§ SOURCE EXTRACT:
********************

The Collector should consider transcribing collected audio data that includes a human voice in order to create a written record that faithfully reflects the content of the audio data. Collected audio data that includes a human or generated voice may also need to be translated, e.g., when it includes a voice speaking in a language other than that spoken by the personnel who will assess the audio data’s relevance. The Collector may also consider translating the audio into the official language(s) of the intended recipient(s) of the audio data, e.g., certain domestic or international courts or tribunals. The Collector should consider taking steps to ensure the translation is thorough, accurate, and impartial.
Transcriptions and translations form a part of the collected audio’s associated metadata (see BP 17). They should therefore be appropriately included in the relevant audio data file (see BP 11). Notably, if the audio has been anonymised or partially deleted—for example, for privacy reasons per BP 5—the same should be done to the audio’s transcription and/or translation.
Both transcription and translation may be conducted automatically by appropriate software or manually by personnel. The tools and techniques used should be thoroughly documented. Per BP 8, the Collector should assess the likelihood of whether its transcription or translation tools or techniques may generate incomplete and/or potentially inaccurate data, or whether using the tools poses any risk to the security of the collection effort or the privacy or security of the data subject. As part of the collection effort’s risk management approach, particular care should be paid to the tool’s potential use of cloud-based resources and the associated risks (see BP 6).

********************

§ DATASET EXCERPTS:
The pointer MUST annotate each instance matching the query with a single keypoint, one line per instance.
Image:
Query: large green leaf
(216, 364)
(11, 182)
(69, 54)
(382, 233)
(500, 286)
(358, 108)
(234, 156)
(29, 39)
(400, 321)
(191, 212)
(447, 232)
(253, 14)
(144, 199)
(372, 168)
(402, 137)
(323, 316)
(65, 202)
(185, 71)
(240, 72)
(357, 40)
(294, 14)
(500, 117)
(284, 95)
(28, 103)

********************

§ GIVEN INSTRUCTION 1: Decide whether each statement agrees with the passage on transcribing and translating audio: (a) transcriptions and translations are part of the collected audio's associated metadata; (b) transcription has to be carried out manually by personnel; (c) if the audio has been anonymised, its transcription should be anonymised as well. For each, answer yes or no and quote the deciding words.
§ GIVEN INSTRUCTION 2: According to the passage on transcribing and translating audio, which BP is cited for the risks of a tool's potential use of cloud-based resources?
§ GIVEN INSTRUCTION 3: Reproduce the passage on transcribing and translating audio from "Both transcription and" up to and including "(see BP 6).".

§ FINISHED ANSWER 1:
(a) Yes: "Transcriptions and translations form a part of the collected audio’s associated metadata"
(b) No: "Both transcription and translation may be conducted automatically by appropriate software or manually by personnel."
(c) Yes: "if the audio has been anonymised or partially deleted—for example, for privacy reasons per BP 5—the same should be done to the audio’s transcription and/or translation."

§ FINISHED ANSWER 2: BP 6.

§ FINISHED ANSWER 3:
Both transcription and translation may be conducted automatically by appropriate software or manually by personnel. The tools and techniques used should be thoroughly documented. Per BP 8, the Collector should assess the likelihood of whether its transcription or translation tools or techniques may generate incomplete and/or potentially inaccurate data, or whether using the tools poses any risk to the security of the collection effort or the privacy or security of the data subject. As part of the collection effort’s risk management approach, particular care should be paid to the tool’s potential use of cloud-based resources and the associated risks (see BP 6).